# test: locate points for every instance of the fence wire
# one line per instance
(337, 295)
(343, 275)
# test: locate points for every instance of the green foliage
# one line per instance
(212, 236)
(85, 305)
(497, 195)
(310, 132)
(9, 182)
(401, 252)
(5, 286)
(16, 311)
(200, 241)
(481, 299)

────

> _YOUR INSTRUCTIONS_
Retype all of the material, keeping each line exact.

> _ANSWER AREA_
# test: locate points for every instance of the fence wire
# one line per instance
(337, 295)
(343, 275)
# test: locate points for every instance of the green foliage
# one line per instance
(212, 236)
(85, 305)
(497, 195)
(310, 132)
(9, 182)
(401, 252)
(5, 286)
(16, 311)
(200, 241)
(481, 299)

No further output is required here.